The task
Can you repeat the lines between the one holding "# test: pin the woman" and the one holding "point(113, 107)", inclusive, renaming "red tracksuit" to "maroon tracksuit" and changing nothing else?

Named object pointing entries
[Start]

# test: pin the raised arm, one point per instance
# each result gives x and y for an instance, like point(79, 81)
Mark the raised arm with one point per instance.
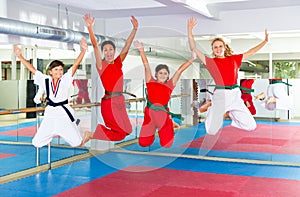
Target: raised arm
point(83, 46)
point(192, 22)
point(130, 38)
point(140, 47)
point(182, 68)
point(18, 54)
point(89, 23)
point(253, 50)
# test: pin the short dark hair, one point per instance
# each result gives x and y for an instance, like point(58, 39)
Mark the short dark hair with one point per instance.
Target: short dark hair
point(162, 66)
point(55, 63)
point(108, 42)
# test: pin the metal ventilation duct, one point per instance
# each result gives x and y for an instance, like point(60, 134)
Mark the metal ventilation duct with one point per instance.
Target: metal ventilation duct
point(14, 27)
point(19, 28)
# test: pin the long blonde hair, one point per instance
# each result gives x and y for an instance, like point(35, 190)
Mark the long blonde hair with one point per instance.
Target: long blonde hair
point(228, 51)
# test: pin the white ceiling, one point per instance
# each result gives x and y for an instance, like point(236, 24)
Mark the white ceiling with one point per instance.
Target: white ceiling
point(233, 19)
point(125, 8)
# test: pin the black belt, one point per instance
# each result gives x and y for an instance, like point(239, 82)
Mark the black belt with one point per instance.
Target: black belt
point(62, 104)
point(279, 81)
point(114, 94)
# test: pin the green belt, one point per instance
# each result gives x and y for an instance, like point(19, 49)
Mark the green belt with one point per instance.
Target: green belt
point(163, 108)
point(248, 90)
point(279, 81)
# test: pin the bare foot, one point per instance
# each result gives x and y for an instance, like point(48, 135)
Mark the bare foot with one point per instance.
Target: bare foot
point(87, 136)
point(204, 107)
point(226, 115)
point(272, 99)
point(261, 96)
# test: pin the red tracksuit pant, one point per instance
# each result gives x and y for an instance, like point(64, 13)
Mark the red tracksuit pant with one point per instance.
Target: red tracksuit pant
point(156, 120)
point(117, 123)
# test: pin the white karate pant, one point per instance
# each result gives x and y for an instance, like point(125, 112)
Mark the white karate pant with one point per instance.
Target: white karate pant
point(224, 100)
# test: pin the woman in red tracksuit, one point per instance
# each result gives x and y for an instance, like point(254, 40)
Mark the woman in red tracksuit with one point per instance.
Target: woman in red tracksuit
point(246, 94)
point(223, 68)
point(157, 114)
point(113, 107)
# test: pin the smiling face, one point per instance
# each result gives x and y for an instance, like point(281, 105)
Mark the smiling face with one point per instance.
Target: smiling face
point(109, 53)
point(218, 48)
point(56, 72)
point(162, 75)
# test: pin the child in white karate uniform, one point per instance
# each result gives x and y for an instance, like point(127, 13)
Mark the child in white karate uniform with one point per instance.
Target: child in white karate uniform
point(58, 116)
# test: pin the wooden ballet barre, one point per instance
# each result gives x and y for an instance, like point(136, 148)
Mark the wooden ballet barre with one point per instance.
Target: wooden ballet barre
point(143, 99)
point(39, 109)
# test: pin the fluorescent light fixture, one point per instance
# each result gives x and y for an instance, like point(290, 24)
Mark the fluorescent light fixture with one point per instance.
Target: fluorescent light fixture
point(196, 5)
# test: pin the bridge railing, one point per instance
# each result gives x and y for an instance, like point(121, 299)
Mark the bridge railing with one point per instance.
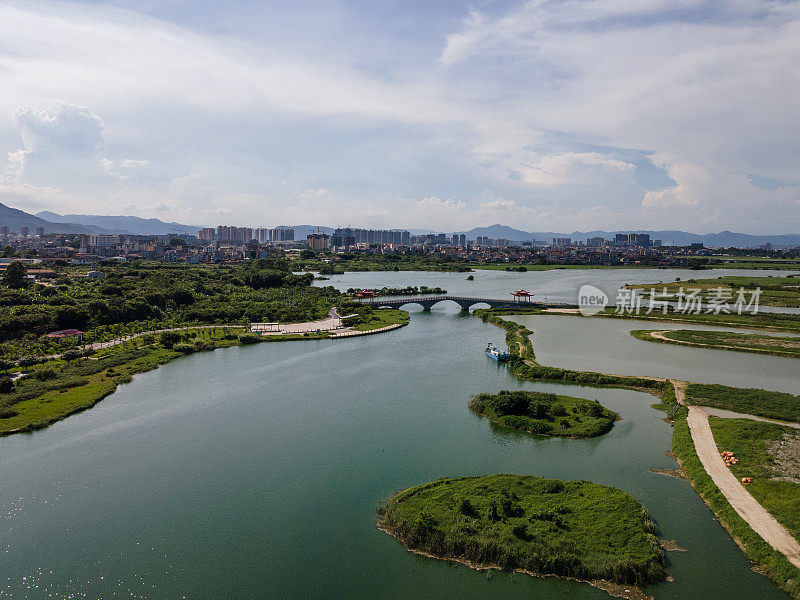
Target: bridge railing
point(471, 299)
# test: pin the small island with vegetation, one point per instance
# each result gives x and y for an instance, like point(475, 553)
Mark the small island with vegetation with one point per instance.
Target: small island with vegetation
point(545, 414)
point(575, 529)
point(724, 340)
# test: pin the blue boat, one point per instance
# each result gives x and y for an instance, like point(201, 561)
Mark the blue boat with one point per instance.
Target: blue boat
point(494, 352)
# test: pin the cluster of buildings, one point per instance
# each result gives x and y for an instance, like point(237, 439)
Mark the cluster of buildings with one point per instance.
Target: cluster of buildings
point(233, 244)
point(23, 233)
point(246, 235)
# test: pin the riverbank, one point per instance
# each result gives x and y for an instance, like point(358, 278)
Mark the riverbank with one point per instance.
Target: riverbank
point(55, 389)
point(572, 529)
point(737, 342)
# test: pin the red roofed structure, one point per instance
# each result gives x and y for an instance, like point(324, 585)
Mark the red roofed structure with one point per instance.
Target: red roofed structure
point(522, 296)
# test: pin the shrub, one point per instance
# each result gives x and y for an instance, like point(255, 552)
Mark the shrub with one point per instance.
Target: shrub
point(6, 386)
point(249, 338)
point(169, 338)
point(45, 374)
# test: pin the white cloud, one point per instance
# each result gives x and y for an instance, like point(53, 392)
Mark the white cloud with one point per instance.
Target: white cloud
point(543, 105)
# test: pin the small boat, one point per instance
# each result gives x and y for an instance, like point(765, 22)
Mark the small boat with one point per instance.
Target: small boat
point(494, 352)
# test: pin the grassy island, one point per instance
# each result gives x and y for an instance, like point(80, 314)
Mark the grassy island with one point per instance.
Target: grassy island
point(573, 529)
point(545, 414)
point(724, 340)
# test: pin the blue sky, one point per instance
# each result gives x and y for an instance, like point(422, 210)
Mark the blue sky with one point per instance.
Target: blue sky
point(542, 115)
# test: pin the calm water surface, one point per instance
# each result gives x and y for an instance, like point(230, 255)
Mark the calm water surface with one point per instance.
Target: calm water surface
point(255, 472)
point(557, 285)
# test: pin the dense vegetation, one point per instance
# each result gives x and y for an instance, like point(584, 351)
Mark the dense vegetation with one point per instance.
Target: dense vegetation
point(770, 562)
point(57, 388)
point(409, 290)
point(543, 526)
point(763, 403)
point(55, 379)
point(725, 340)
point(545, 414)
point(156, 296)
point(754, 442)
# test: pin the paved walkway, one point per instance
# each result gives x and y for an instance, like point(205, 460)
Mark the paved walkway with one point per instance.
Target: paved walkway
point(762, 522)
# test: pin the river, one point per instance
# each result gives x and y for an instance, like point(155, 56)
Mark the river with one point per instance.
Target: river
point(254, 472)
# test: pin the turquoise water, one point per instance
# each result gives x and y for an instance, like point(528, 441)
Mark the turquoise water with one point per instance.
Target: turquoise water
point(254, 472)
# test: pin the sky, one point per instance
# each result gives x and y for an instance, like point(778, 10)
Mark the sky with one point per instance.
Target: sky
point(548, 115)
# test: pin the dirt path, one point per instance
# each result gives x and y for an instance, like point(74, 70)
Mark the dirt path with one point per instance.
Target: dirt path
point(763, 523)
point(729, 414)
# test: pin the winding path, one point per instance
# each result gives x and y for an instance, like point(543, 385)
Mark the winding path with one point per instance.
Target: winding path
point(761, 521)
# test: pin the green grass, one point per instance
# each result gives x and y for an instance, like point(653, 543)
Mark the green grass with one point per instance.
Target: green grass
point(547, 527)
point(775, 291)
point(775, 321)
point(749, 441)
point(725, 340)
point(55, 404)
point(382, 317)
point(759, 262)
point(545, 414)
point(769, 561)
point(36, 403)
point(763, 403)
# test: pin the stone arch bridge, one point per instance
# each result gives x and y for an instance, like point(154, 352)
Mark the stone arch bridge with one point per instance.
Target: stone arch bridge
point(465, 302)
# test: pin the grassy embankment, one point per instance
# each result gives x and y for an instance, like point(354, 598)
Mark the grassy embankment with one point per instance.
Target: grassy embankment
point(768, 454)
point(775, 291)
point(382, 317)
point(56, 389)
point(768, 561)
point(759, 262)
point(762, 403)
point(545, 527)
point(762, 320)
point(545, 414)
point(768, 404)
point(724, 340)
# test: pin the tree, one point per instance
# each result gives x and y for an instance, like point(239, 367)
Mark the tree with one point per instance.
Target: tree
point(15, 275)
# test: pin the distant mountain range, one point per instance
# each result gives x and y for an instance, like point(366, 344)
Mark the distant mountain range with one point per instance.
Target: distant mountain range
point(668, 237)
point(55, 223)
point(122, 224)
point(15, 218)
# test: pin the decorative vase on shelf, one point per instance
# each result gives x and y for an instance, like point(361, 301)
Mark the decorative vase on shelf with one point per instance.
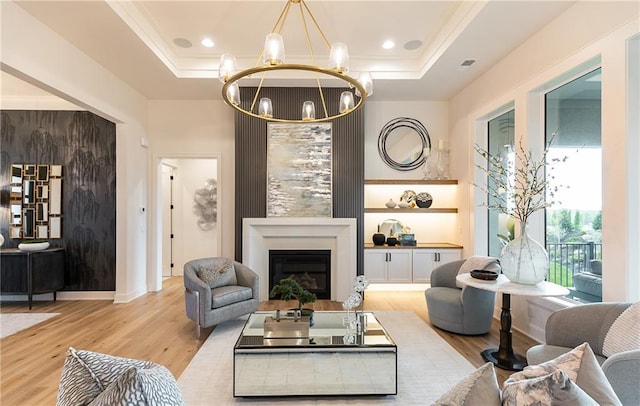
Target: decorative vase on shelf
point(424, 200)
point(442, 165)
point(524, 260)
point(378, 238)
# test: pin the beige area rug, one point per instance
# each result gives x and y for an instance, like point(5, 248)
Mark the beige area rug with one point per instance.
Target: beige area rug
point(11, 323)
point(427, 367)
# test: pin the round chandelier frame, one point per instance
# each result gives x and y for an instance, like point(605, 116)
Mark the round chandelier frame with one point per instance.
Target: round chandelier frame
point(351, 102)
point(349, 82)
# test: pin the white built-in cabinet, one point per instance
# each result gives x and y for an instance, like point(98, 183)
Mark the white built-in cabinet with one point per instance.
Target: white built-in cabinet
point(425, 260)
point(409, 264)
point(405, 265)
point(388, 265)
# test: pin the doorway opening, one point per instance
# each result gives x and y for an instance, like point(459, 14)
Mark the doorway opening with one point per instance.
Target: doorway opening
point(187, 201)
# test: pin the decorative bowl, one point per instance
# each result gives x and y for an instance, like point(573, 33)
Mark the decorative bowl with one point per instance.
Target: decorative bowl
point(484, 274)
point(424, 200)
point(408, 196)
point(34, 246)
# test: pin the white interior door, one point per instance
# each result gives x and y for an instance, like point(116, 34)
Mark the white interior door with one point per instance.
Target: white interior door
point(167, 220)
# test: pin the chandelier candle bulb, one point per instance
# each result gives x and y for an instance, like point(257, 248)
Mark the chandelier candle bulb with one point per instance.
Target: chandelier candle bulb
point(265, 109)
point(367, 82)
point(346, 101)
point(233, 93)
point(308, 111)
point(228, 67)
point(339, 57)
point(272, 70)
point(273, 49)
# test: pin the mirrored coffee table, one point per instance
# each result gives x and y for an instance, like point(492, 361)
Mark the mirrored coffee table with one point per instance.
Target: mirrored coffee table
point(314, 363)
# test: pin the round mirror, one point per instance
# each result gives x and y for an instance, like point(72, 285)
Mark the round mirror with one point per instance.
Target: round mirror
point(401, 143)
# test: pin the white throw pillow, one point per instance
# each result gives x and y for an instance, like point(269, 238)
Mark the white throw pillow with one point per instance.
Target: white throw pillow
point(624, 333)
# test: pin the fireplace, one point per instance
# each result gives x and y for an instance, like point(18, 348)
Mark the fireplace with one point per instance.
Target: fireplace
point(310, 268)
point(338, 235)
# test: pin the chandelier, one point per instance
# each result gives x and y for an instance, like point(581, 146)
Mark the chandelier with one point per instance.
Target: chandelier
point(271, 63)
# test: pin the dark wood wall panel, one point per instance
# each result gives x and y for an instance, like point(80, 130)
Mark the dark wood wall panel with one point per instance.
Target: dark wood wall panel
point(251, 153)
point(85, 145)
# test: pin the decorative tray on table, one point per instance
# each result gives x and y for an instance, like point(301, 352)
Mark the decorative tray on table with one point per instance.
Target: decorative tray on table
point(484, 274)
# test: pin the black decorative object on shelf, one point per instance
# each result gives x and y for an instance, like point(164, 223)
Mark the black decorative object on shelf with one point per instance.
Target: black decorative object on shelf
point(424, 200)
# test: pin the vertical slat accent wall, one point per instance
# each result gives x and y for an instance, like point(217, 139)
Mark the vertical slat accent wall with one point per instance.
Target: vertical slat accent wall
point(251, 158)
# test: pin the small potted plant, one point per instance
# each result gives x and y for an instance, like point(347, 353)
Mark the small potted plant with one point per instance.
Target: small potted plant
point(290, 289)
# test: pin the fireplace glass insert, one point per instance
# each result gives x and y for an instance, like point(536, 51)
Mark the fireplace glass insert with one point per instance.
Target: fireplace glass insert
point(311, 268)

[End]

Solution below
# test: pin the woman in maroon tracksuit, one point per instance
# each result gives x and y for an instance, like point(254, 40)
Mark the woman in maroon tracksuit with one point per instance.
Target: woman in maroon tracksuit
point(246, 94)
point(223, 68)
point(157, 114)
point(113, 107)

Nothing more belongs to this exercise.